• **Activity**:
In the text below about the eighteenth century, which four poets are named as rebels against the style of Pope?

Candide is one of the swiftest of stories. It proceeds at breakneck pace from start to finish and never flags or runs out of steam. You can read it in an hour, and the hour will be an unalloyed delight. But the story will also make you think. This is a premium that only the best entertainments provide.

chapter eight

…and Revolution

Careful readers will notice the ellipses at the beginning of the title above. And when they do they will recall the ellipses at the end of the title of Chapter 7. And in that case they will put two and two together and recognize that I wish to emphasize the connection between the books that preceded in Chapter 7, and those in Chapter 8. Putting the two abbreviated titles together we arrive at “Reason and Revolution.”

As I noted at the beginning of Chapter 7, those books were productions of an age that could be called Augustan because of the influence of the Roman poets of the Silver Age. The writers in Chapter 8 have not entirely forgotten Horace and his fellow satirists, but they are no longer controlled by the dead hand of the past. In various ways they are rebelling against the influence of the Latin classics and striking out on their own.

This is true both of the literature and the politics of what is now the eighteenth century. John Locke died in 1704, but his influence was felt throughout the hundred years that followed. Bishop Berkeley was fifteen years old in 1700, and all the other authors were born after that date. Several died in the nineteenth century. One, indeed, was born early in that century.

In many ways Locke was the most important figure of the time. First, as an apologist for the Glorious Revolution of 1688; second, as the author of a document that would profoundly influence Thomas Jefferson seventy years later; and third, as the first of the new school of philosophers known as British Empiricists. Rousseau’s influence was nearly as great, and Dr. Johnson ruled the literary world for three decades in the middle of the century. Where Dryden had been the first serious critic of Shakespeare a hundred years before, Johnson reigned supreme as critic and expositor of Shakespeare well into the nineteenth century, although he had died in 1784.

The four poets—Burns, Blake, Wordsworth, and Coleridge—represented here had little in common but their commonality was important. They were all rebels against the style of Pope, as it may be called. They wrote not in rhyme but in blank or free verse and chose subjects that were often entirely new. This was especially true of William Blake, who was a genuine revolutionary in poetry and a great seer in all the senses of that word. As you will see in what follows.

• **Given data**:
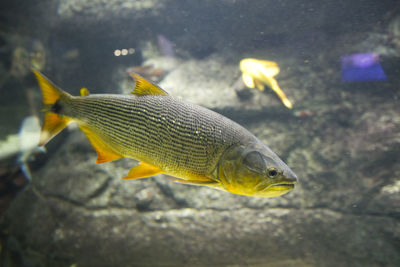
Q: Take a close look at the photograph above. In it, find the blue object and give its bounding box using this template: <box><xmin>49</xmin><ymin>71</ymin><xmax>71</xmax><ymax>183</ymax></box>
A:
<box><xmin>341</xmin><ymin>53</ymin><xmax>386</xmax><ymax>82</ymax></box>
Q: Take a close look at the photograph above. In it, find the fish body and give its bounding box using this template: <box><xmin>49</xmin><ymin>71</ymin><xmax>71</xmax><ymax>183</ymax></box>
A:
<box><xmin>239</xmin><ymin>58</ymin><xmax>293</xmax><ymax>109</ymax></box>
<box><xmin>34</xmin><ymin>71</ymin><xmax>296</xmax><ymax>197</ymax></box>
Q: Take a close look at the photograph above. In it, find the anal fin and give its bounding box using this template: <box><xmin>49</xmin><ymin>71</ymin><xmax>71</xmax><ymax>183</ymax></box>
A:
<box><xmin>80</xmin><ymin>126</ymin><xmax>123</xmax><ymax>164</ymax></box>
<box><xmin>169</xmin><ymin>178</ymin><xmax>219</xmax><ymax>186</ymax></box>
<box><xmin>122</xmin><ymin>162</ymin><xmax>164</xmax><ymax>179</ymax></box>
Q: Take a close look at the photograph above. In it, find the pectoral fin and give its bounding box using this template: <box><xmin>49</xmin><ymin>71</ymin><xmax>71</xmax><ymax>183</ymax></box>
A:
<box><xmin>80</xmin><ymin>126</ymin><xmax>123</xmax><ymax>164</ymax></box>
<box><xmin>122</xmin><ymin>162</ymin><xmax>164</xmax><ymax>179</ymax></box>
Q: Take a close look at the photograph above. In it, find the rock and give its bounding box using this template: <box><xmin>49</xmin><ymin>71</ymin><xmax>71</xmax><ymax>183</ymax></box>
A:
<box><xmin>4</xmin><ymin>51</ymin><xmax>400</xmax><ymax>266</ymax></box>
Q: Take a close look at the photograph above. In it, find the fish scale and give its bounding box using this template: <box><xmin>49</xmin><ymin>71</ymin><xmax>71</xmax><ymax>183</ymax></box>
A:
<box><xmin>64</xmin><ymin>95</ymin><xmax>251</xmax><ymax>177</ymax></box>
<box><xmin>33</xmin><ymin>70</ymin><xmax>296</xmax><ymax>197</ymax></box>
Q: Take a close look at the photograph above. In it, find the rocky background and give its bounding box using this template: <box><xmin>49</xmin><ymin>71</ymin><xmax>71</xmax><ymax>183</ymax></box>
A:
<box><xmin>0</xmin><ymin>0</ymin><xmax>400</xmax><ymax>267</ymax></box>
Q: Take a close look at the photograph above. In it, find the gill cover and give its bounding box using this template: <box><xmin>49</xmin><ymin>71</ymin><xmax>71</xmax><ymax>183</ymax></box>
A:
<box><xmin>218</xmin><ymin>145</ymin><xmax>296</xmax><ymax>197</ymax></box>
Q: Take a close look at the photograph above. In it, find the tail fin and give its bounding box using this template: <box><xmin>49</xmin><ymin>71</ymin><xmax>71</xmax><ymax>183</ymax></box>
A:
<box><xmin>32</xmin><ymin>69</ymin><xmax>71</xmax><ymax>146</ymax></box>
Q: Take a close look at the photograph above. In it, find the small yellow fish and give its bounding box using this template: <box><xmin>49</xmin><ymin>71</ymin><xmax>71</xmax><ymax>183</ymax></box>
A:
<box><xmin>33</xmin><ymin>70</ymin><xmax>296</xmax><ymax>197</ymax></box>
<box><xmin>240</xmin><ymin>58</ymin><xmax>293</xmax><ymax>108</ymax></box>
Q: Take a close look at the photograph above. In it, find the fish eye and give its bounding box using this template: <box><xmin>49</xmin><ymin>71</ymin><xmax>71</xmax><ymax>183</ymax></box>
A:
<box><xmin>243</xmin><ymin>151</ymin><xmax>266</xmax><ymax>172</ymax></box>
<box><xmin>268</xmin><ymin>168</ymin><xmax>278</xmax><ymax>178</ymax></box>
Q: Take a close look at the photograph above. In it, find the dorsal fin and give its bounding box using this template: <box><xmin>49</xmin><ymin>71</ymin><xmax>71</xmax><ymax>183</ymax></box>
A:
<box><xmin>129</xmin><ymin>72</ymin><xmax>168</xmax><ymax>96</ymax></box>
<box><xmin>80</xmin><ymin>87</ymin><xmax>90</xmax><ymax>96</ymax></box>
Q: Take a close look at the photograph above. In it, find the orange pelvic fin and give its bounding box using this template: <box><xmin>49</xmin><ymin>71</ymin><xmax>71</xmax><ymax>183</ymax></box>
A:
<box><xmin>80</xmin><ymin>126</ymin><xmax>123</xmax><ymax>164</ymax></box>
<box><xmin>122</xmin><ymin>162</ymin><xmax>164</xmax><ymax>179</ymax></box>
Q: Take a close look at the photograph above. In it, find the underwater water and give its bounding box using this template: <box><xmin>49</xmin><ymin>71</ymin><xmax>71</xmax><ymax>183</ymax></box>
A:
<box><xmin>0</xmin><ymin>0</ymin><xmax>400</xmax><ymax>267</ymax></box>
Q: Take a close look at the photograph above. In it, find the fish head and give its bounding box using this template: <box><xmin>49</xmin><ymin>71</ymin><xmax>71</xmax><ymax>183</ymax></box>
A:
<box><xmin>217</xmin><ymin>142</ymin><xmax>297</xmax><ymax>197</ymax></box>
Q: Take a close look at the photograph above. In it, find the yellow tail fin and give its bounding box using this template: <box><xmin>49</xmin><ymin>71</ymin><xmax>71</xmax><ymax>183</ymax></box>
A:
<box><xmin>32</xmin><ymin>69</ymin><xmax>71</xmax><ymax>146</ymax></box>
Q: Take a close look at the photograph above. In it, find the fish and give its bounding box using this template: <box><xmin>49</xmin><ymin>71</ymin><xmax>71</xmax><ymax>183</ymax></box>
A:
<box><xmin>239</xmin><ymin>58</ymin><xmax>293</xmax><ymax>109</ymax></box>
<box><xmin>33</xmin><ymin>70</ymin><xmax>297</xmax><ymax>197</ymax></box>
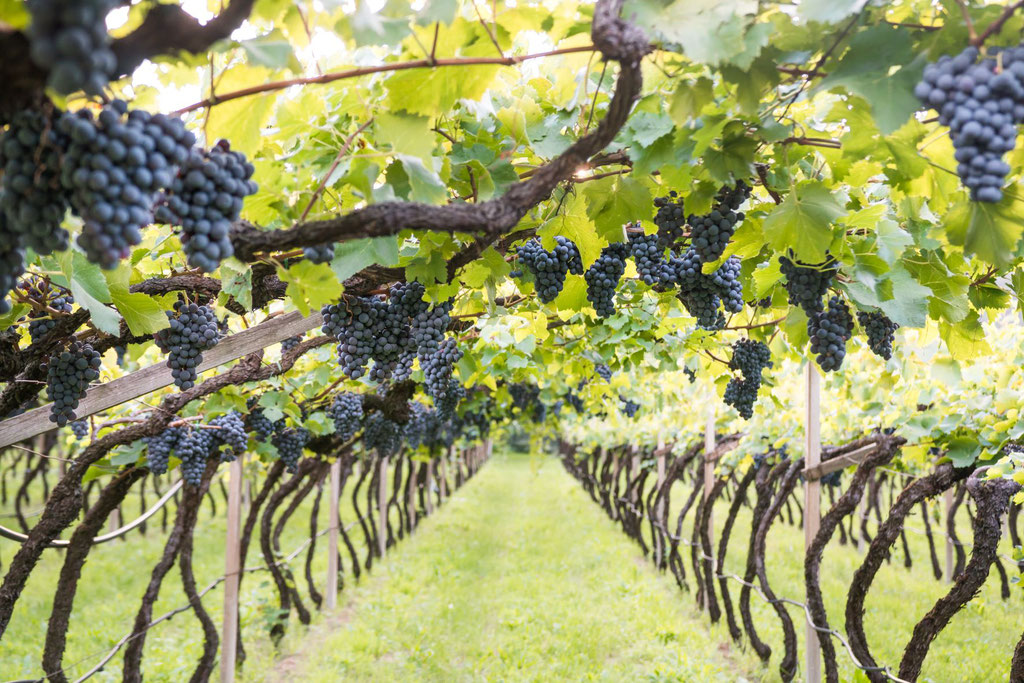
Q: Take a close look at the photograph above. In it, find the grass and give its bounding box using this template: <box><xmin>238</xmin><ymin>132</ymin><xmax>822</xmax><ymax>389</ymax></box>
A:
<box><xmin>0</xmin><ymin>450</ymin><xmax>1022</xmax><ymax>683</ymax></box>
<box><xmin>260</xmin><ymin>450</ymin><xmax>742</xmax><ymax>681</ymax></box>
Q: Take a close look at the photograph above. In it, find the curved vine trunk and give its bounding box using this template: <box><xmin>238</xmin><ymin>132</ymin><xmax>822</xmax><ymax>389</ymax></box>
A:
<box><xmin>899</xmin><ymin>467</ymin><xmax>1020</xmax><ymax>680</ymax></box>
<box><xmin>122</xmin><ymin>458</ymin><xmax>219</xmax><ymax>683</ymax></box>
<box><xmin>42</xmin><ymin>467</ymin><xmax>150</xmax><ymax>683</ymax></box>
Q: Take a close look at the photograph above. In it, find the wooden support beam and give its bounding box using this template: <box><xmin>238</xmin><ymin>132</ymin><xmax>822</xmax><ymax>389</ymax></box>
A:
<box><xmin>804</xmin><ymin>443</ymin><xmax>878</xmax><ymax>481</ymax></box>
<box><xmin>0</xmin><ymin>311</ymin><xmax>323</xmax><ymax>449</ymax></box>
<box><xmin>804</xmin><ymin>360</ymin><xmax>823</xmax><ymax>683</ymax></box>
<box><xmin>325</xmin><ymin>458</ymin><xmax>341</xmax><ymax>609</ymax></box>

• **Task output**:
Burns, Blake, Wordsworth, and Coleridge.